[Exercise description] Only the lines below, from the one with "Pin the orange" through the one with "Pin the banana plant, one", are to be written out, exactly.

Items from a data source

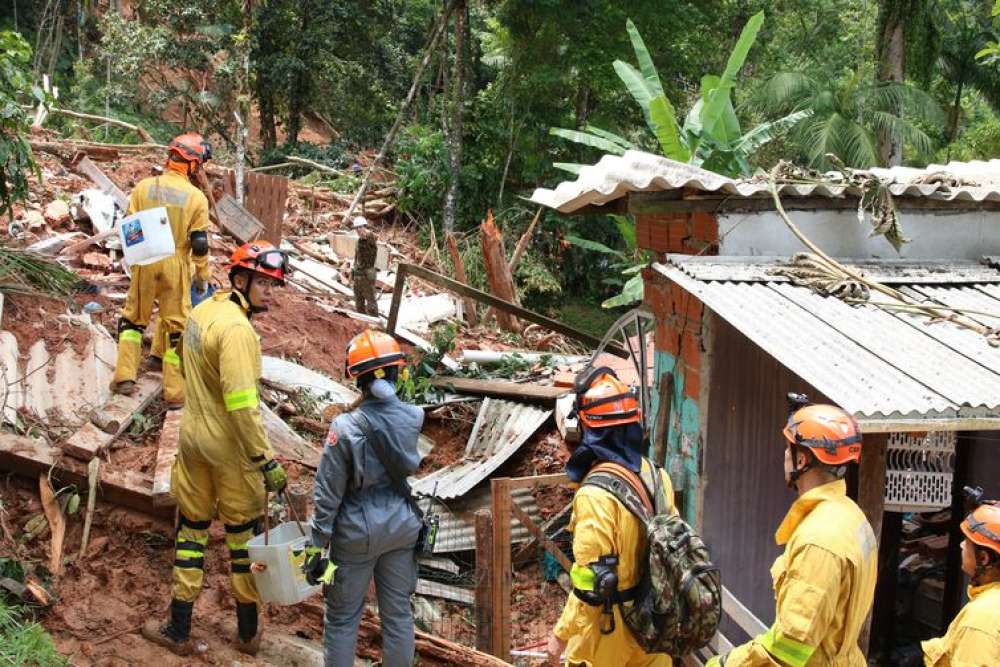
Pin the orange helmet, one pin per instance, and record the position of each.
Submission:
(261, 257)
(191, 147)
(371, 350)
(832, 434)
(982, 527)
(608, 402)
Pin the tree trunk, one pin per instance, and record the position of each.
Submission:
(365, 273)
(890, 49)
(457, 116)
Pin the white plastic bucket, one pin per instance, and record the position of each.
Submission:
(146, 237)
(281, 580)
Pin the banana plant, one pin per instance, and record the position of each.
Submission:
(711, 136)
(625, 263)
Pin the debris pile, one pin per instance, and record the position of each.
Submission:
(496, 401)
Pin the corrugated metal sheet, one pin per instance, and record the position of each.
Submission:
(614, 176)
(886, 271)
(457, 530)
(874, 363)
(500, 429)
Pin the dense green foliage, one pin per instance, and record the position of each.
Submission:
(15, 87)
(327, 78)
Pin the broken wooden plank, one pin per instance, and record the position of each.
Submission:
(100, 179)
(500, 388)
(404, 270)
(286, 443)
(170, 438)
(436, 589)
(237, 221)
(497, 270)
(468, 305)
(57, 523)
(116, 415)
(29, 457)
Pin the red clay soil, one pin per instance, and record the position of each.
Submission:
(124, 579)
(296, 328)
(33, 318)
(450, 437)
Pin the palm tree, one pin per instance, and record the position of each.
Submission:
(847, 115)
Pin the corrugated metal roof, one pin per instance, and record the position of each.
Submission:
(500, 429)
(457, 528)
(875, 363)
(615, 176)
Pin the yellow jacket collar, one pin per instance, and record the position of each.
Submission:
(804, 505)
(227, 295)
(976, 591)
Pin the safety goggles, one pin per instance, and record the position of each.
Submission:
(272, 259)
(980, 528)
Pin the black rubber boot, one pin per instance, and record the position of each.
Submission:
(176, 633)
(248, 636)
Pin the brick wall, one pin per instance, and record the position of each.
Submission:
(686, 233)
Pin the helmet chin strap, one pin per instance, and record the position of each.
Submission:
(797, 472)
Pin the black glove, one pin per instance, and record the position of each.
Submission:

---

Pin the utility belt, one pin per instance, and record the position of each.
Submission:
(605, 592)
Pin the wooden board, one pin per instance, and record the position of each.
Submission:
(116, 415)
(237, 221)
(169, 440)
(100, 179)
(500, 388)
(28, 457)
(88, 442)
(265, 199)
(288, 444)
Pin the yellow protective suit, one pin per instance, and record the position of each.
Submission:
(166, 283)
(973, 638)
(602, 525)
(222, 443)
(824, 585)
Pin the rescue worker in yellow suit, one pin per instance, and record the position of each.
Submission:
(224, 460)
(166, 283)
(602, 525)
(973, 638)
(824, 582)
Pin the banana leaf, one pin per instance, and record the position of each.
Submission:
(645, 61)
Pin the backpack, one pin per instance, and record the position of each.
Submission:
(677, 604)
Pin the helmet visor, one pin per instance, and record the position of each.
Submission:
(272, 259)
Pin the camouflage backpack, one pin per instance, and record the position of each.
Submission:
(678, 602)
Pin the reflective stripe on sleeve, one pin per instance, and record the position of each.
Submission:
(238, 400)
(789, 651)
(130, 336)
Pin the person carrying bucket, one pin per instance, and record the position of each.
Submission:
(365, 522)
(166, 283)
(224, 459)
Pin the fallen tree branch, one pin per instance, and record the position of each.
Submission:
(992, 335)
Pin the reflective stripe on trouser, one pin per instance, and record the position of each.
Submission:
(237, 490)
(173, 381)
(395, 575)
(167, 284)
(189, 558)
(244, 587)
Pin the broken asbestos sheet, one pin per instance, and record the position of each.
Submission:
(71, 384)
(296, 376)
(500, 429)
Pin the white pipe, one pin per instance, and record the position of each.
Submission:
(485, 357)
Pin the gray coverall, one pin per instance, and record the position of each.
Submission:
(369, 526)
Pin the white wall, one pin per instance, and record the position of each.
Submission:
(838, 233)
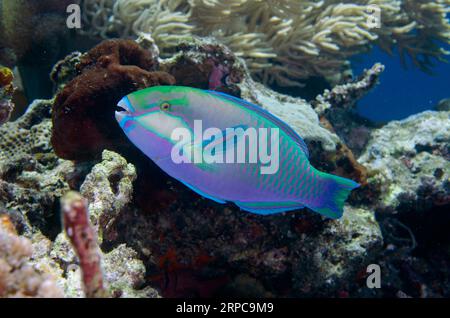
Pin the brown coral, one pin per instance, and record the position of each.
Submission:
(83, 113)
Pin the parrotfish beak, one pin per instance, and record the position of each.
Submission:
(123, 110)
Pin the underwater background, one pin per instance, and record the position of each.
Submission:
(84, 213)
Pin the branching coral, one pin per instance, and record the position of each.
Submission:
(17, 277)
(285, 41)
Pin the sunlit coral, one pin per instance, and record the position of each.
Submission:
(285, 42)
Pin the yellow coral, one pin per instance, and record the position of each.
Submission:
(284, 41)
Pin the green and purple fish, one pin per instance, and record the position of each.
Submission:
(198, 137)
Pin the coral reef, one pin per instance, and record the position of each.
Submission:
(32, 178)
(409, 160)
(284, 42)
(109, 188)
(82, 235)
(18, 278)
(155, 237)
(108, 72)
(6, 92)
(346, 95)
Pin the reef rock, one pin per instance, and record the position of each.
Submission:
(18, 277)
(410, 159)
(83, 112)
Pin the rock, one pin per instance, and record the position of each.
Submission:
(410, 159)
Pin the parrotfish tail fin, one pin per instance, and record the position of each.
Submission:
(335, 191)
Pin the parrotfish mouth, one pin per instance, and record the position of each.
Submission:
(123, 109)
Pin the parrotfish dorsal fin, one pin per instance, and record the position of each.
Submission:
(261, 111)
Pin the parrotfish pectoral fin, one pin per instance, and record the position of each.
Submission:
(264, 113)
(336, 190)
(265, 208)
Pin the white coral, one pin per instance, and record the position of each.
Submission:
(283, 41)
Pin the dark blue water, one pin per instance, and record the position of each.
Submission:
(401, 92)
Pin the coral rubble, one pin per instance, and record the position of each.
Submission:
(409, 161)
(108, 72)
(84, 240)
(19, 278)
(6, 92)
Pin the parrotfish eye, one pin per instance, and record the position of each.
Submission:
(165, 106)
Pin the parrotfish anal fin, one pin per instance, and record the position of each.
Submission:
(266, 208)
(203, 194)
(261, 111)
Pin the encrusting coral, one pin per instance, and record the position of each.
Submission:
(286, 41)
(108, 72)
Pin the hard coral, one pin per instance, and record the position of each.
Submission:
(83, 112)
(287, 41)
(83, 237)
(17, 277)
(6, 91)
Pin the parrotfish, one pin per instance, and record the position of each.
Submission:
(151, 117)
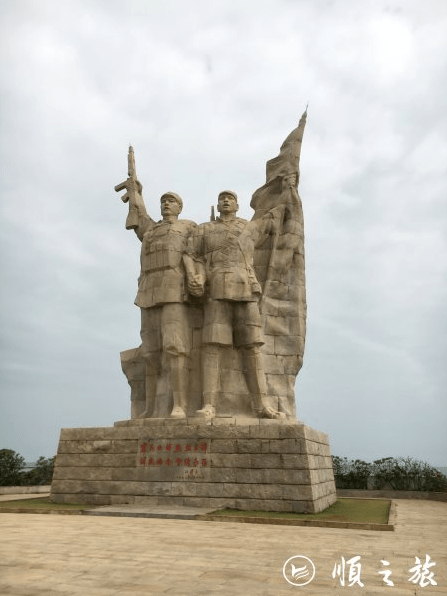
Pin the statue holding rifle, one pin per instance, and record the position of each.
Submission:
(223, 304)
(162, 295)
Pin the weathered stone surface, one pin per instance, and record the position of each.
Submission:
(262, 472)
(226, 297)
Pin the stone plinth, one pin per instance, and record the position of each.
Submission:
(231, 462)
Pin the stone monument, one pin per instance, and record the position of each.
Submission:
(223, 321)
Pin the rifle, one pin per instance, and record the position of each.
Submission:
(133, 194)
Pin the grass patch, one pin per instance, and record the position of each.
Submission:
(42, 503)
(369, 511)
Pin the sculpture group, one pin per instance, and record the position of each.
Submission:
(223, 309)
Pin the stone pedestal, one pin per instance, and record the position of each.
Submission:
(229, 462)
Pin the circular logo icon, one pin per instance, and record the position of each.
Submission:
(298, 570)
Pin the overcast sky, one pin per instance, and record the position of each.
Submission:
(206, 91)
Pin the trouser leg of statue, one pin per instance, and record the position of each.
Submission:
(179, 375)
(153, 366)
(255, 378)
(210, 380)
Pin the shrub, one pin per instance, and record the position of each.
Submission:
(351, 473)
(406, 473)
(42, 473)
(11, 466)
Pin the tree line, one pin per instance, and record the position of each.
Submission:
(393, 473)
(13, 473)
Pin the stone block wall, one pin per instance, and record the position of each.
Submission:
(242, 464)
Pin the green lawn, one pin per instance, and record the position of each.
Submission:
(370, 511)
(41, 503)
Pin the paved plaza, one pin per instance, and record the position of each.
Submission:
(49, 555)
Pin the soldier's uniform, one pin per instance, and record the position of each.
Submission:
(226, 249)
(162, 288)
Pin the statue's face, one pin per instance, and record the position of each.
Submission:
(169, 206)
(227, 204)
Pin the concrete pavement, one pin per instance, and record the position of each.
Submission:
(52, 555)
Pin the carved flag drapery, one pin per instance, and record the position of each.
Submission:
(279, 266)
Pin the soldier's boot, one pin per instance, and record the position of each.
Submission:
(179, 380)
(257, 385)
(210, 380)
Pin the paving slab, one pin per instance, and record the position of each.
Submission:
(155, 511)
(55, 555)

[Response to this task]
Pin the orange helmet, one pin per instance, and record the position of each.
Submission:
(261, 257)
(191, 147)
(371, 350)
(832, 434)
(982, 527)
(608, 402)
Pin the tree trunk, one pin per instance, and record the position of each.
Submission:
(365, 273)
(890, 49)
(457, 116)
Pin the white plastic bucket, one pin per instance, and record the position of each.
Submission:
(146, 237)
(281, 580)
Pin the banana plant, one pin per instance, and record the position of each.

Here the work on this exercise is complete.